[WHAT YOU SHOULD DO] Revise only the lines starting with the line that contains "Annotation task — point out every instance of the decorative" and going on through the line that contains "[(655, 1011), (382, 920), (308, 664), (499, 839)]", putting "stone" wherever "rock" occurs and leaving all else unchanged.

[RAW RECORDS]

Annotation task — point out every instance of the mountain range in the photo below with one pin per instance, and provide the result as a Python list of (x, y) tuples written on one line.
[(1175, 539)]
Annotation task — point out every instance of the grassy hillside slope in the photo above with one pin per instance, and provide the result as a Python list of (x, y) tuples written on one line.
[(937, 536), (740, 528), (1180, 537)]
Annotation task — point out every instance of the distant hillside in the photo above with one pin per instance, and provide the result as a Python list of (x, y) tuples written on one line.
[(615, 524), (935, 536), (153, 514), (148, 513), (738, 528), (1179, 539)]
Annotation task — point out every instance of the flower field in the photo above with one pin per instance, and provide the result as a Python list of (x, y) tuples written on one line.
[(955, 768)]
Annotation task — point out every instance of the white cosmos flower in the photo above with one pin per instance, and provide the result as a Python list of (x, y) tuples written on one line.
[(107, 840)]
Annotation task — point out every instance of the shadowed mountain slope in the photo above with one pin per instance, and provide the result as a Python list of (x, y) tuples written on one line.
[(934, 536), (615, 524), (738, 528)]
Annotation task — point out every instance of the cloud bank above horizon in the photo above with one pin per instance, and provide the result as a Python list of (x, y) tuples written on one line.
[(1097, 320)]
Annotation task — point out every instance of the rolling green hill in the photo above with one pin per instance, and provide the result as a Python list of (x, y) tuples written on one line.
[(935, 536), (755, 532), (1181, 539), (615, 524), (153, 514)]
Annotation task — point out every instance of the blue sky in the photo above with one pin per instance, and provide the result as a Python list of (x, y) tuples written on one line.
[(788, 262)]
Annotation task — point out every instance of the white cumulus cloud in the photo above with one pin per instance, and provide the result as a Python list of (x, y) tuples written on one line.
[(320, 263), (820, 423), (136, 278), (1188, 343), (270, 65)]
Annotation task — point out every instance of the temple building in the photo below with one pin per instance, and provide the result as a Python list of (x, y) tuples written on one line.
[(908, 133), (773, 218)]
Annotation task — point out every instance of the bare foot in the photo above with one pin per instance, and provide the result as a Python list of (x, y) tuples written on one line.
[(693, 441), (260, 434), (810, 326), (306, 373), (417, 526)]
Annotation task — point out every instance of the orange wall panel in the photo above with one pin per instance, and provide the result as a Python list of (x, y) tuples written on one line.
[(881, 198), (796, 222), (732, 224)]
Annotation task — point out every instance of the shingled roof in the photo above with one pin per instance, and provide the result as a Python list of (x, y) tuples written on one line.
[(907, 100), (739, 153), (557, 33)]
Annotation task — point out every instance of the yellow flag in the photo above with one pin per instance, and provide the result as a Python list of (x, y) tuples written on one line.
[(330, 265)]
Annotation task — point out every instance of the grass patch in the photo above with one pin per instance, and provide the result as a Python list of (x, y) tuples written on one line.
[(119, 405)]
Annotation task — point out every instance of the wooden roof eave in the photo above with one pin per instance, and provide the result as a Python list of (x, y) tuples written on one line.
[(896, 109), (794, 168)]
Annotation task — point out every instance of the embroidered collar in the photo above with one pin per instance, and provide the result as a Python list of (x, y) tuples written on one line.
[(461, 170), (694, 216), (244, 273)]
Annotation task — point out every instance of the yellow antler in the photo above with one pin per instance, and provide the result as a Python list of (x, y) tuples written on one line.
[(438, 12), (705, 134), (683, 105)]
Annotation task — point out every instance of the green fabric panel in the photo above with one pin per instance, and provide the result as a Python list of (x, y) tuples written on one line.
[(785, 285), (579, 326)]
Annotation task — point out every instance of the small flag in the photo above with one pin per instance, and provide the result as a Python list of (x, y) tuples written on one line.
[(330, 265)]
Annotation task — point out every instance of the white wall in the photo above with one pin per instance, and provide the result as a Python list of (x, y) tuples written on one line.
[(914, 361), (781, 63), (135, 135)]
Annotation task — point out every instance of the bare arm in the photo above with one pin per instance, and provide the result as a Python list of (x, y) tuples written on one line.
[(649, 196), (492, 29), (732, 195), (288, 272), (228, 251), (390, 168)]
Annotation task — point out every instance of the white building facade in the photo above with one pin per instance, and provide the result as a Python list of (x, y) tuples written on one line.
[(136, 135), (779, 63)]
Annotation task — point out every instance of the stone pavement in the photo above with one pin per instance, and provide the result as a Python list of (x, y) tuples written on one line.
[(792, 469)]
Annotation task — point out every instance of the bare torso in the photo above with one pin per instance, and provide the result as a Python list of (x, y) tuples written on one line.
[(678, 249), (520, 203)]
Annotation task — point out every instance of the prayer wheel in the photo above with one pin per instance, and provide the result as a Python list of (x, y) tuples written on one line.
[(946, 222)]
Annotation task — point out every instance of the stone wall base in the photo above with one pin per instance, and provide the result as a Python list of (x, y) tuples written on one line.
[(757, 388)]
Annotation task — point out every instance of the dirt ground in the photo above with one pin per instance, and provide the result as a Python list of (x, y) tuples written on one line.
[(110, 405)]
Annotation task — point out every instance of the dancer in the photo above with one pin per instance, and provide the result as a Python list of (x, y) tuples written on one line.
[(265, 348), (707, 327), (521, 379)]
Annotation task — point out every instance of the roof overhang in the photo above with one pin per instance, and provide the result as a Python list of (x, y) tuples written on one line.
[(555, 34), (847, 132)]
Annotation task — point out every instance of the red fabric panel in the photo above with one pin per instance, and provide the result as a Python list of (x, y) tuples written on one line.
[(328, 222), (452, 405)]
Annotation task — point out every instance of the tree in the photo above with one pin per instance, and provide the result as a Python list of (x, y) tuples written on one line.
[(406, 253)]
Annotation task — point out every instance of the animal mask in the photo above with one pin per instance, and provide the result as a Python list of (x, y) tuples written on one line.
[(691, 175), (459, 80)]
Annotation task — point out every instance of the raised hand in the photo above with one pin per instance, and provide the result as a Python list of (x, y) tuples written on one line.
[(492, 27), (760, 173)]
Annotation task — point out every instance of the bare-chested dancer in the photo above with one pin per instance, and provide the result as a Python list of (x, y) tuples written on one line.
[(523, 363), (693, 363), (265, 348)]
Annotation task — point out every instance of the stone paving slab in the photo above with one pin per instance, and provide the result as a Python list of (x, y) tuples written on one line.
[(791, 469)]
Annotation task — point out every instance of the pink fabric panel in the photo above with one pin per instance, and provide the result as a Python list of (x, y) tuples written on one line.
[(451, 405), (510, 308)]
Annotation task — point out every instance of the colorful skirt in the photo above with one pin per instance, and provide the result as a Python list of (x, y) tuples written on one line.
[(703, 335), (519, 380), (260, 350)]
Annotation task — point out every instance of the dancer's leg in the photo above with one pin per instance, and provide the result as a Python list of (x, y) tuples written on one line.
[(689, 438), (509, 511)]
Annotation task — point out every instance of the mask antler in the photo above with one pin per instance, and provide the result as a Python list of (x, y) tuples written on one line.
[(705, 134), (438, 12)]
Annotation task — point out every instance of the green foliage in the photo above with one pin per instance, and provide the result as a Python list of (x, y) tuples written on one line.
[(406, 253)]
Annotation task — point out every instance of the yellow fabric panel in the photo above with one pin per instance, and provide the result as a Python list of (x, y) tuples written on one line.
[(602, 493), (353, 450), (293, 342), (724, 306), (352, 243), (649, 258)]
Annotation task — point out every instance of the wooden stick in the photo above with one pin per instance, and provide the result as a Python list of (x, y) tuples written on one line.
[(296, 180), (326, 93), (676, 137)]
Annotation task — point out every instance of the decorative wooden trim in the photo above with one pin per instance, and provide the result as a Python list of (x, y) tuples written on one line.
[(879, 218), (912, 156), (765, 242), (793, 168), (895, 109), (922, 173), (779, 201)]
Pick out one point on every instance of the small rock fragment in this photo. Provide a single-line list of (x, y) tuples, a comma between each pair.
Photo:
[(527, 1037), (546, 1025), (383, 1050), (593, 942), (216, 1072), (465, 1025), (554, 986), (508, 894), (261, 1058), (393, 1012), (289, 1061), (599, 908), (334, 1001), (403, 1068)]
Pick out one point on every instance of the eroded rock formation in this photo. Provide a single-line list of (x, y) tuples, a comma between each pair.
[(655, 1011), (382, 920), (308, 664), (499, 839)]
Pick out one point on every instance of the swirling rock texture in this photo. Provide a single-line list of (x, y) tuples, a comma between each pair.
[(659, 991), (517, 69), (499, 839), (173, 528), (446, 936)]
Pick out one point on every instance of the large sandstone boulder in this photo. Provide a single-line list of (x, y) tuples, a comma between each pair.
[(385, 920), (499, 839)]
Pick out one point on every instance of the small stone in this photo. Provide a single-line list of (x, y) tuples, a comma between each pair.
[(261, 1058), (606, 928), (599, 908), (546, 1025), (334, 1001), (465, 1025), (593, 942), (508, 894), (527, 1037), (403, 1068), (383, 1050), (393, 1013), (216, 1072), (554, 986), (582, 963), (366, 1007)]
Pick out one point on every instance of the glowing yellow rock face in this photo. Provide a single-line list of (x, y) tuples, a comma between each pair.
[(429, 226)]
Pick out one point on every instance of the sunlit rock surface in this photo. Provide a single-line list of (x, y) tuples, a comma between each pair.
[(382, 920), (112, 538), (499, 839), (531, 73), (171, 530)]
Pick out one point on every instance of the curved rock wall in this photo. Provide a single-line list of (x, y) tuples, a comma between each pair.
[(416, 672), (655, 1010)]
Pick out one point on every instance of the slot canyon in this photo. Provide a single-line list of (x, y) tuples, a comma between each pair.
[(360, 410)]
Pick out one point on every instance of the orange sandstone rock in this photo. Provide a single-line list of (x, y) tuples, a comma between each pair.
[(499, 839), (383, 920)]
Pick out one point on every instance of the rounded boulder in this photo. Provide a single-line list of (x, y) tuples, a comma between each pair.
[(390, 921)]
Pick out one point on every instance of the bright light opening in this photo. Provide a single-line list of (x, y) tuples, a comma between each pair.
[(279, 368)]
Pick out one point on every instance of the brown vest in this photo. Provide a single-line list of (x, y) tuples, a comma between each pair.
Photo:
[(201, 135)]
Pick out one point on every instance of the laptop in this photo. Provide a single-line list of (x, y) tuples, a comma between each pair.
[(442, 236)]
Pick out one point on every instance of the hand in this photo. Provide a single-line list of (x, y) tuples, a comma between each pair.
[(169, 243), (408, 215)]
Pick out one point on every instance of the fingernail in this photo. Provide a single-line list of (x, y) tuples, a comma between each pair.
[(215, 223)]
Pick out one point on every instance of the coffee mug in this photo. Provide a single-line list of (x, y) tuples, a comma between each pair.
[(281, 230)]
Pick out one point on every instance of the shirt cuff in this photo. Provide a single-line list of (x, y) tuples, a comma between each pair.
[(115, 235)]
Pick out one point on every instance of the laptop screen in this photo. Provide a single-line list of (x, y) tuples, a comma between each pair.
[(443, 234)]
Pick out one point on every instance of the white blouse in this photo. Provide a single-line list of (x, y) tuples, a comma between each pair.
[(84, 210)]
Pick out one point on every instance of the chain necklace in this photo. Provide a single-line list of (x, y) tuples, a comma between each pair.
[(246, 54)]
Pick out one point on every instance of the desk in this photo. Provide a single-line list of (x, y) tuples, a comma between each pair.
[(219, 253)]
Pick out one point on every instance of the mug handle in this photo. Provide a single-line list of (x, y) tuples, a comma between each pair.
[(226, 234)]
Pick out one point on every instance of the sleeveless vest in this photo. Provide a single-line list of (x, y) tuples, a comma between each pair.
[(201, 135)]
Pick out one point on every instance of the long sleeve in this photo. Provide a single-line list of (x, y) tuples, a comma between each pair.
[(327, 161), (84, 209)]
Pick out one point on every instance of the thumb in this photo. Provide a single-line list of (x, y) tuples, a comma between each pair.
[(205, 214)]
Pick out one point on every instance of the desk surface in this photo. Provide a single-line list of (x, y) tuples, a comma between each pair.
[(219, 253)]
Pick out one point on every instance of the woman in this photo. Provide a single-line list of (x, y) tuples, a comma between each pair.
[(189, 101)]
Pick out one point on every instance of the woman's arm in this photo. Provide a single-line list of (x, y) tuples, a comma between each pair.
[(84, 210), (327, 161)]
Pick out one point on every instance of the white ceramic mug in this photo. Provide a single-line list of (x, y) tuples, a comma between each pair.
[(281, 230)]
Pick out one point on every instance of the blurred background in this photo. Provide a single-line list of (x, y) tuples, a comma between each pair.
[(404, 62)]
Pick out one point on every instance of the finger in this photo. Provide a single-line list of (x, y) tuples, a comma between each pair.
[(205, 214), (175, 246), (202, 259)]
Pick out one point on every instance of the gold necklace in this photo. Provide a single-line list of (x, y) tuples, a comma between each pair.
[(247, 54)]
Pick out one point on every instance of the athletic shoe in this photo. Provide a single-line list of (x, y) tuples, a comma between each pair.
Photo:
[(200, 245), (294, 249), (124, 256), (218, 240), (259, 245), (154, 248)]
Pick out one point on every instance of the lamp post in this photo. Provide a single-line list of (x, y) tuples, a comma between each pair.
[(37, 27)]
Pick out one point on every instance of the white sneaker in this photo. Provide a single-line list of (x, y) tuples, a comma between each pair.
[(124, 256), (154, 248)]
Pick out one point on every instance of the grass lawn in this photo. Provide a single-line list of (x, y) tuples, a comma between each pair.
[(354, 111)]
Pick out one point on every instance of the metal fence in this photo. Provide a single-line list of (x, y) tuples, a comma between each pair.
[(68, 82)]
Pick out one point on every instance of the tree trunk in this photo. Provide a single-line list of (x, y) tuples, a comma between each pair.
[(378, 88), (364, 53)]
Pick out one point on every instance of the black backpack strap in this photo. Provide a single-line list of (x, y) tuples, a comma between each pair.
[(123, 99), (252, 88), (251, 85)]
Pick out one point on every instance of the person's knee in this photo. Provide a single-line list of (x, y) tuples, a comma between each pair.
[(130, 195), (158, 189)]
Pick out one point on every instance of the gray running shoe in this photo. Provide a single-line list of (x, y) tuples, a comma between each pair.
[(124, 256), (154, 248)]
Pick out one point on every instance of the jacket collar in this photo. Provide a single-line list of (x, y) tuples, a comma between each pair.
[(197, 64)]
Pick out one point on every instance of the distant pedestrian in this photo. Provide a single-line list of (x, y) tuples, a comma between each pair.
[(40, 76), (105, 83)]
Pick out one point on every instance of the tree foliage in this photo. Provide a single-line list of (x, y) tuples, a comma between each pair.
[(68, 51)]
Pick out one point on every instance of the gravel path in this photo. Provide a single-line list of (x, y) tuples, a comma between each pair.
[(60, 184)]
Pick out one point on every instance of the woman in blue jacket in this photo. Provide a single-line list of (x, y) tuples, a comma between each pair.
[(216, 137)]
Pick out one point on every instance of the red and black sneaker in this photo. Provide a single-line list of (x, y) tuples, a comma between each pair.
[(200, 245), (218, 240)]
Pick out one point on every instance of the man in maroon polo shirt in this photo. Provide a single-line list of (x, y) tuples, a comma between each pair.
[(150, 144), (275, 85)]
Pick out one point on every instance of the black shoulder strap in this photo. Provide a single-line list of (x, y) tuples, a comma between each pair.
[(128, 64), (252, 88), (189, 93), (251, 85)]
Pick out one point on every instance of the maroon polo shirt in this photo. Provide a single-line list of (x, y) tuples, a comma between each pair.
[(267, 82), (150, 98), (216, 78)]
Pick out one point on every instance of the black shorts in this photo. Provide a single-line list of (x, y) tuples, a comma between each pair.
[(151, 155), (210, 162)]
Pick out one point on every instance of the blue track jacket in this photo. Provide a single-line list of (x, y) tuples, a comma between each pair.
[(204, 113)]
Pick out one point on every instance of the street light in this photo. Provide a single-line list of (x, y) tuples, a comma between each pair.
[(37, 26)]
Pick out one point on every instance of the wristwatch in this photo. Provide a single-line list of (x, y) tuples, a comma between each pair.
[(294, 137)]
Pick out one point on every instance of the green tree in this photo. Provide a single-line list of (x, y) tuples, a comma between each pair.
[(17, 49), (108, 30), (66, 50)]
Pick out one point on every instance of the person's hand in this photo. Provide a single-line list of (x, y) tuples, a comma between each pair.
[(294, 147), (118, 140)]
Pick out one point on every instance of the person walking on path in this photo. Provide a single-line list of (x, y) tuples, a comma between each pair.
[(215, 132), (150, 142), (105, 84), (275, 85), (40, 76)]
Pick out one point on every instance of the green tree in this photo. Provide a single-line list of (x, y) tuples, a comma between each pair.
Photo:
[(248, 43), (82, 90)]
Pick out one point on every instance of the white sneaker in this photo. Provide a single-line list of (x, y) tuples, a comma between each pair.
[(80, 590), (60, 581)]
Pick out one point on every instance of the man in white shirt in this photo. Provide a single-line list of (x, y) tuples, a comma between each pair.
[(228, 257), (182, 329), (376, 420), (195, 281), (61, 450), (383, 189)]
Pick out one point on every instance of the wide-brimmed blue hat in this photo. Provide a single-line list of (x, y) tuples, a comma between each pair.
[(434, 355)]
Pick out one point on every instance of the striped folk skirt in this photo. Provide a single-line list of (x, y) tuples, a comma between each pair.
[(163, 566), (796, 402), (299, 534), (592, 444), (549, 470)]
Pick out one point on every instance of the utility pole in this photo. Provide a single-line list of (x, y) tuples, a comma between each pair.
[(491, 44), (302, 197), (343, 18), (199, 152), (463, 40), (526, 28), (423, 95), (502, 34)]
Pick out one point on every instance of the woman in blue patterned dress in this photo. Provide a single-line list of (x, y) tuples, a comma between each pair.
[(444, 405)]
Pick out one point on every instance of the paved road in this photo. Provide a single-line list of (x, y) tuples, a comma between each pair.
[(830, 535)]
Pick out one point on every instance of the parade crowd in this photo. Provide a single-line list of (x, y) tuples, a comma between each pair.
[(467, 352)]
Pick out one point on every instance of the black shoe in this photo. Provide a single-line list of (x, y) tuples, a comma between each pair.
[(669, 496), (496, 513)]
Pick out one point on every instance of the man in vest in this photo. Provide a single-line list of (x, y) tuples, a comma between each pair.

[THE RESULT]
Annotation task — point out every instance of the decorative wooden trim in the photo above with one pin per instance, and provide the result as a Python list of (x, y) tuples written on one line.
[(879, 218), (912, 156), (765, 242), (793, 168), (895, 109), (922, 173), (779, 201)]
Pick out one point on every instance of the small stone fragment in this photo. Provide a single-line list of (x, y) tuples, a comma between each pair.
Photo:
[(527, 1037), (546, 1025), (383, 1050), (593, 942), (216, 1072), (465, 1025), (554, 986), (508, 894), (261, 1058), (393, 1012), (289, 1061), (599, 908), (334, 1001), (403, 1068)]
Pick out one point on every instance of the eroded stone formation in this photo. Provide a single-line list of (x, y) tuples, a comma between each pair.
[(655, 1011), (382, 920), (308, 664), (499, 839)]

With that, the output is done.